• [PAGE TEXT]
# # # #
CHAPTER IV

SHAREHOLDING STRUCTURE, FINANCIAL PARAMETERS AND LENDING AUTHORITY OF THE EIGHTH GENERAL INCREASE IN RESOURCES


1. SHAREHOLDING STRUCTURE

A. Capital structure at the end of the Eighth General Increase in the Resources of the Bank 4.1 As part of the Eighth General Increase in the Resources of the Bank, the share distribution of the existing country groups, i.e. Latin America and the Caribbean, the nonregional members, the United States, and Canada, will be changed, by the end of the Eighth Replenishment, to reflect the following: Latin America and the Caribbean will decrease from 53.86 percent to 50.013 percent, the United States will decrease from 34.67 to 30.029 percent, Canada will decrease from 4.38 percent to 4.002 percent, and the nonregional members will increase from 7.09 percent to 15.955 percent. Within the nonregional and Latin America and Caribbean groups, there will also be capital share and voting power realignments. Table IV-1 below indicates the voting power at the end of the Seventh Replenishment and the voting power outcome at the end of the Eighth Replenishment which results from the changes in the distribution of shares.

4.2 The Eighth General Increase in the Resources of the Bank is intended to provide additional capital to the Bank while, at the same time, realigning shares and voting power. Therefore, the proportion of paid-in capital to be subscribed by individual members will vary and is based on: (i) the share and voting power changes; (ii) the level of paid-in for the total increase of capital resources (that is, 2.5 percent of US$40 billion or US$1 billion); and (iii) the condition that, for equity reasons, all members have virtually the same cumulative percentage (4.299 percent) of paid-in capital by the end of the Eighth Replenishment.
# # # #
• [RECORDS]
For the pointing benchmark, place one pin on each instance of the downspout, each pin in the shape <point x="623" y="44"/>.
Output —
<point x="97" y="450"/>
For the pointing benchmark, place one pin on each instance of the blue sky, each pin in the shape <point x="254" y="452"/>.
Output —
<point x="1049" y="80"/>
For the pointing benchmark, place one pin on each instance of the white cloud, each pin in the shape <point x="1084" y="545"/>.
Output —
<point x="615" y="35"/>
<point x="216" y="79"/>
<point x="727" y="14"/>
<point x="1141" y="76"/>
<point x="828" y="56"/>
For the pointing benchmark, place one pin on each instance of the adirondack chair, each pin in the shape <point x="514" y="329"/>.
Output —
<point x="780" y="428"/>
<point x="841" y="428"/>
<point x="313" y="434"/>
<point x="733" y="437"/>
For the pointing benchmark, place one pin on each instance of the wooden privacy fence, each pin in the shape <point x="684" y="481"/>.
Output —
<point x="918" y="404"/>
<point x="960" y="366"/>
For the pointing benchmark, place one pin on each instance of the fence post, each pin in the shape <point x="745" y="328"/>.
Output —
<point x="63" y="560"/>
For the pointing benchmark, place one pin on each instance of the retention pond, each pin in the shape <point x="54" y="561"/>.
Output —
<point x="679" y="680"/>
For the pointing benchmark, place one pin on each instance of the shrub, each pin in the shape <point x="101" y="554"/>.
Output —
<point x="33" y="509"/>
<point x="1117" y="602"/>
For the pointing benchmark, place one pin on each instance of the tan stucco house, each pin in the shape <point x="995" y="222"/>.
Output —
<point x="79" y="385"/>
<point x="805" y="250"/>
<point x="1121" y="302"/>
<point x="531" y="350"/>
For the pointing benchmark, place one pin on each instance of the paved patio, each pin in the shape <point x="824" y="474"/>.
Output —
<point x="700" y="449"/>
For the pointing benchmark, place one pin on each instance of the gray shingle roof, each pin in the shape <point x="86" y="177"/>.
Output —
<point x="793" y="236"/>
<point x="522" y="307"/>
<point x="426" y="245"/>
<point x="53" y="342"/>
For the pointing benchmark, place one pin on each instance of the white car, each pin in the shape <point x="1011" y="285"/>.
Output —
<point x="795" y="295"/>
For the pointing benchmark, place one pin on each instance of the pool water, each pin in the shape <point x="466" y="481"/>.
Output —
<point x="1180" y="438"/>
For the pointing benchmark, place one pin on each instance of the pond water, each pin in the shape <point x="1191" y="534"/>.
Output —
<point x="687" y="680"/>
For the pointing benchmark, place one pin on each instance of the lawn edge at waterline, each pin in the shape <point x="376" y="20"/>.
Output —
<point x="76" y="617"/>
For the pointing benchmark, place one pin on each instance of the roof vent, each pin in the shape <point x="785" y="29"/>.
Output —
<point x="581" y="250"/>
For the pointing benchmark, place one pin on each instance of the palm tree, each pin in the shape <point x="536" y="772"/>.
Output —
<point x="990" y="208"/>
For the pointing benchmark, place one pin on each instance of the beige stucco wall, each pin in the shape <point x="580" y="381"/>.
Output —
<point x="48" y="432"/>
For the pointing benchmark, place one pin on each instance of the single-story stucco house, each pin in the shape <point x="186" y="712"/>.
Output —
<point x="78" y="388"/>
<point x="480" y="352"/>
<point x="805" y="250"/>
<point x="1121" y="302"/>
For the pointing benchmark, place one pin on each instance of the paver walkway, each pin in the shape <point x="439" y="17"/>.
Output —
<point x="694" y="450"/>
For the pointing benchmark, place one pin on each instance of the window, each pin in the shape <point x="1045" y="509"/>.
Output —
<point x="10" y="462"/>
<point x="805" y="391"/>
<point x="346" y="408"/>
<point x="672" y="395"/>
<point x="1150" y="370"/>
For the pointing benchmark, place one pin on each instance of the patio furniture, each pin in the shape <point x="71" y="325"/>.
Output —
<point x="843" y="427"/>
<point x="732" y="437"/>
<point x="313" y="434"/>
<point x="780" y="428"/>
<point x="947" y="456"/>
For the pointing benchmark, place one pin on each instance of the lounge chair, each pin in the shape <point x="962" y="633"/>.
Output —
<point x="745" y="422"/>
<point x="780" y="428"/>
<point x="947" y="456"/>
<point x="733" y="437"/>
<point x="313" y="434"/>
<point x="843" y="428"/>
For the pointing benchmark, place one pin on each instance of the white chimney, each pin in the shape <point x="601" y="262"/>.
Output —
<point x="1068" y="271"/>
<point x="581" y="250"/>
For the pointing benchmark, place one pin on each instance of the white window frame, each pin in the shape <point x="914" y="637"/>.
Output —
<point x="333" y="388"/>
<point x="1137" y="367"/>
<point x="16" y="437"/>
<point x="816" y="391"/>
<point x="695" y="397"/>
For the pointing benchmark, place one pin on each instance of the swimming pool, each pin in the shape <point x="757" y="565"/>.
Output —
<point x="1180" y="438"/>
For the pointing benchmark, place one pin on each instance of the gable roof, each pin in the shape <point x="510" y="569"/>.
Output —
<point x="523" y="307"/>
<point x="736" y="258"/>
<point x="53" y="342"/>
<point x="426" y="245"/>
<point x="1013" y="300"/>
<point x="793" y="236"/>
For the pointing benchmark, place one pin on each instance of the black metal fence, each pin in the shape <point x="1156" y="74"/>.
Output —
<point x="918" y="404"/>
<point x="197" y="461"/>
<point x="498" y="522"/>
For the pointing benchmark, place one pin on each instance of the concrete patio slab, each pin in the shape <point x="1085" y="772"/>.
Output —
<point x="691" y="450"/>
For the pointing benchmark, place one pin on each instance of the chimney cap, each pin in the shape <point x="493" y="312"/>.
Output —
# # # #
• [STATED PROBLEM 1] According to the chapter text, what share will Canada hold by the end of the Eighth Replenishment?
• [STATED PROBLEM 2] Copy the part of the chapter text that opens with "4.2 The Eighth" and closes with "the Eighth Replenishment.", substituting "voting rights" for "voting power" wherever it occurs.

• [WRITTEN REPLY 1] 4.002 percent

• [WRITTEN REPLY 2]
4.2 The Eighth General Increase in the Resources of the Bank is intended to provide additional capital to the Bank while, at the same time, realigning shares and voting rights. Therefore, the proportion of paid-in capital to be subscribed by individual members will vary and is based on: (i) the share and voting rights changes; (ii) the level of paid-in for the total increase of capital resources (that is, 2.5 percent of US$40 billion or US$1 billion); and (iii) the condition that, for equity reasons, all members have virtually the same cumulative percentage (4.299 percent) of paid-in capital by the end of the Eighth Replenishment.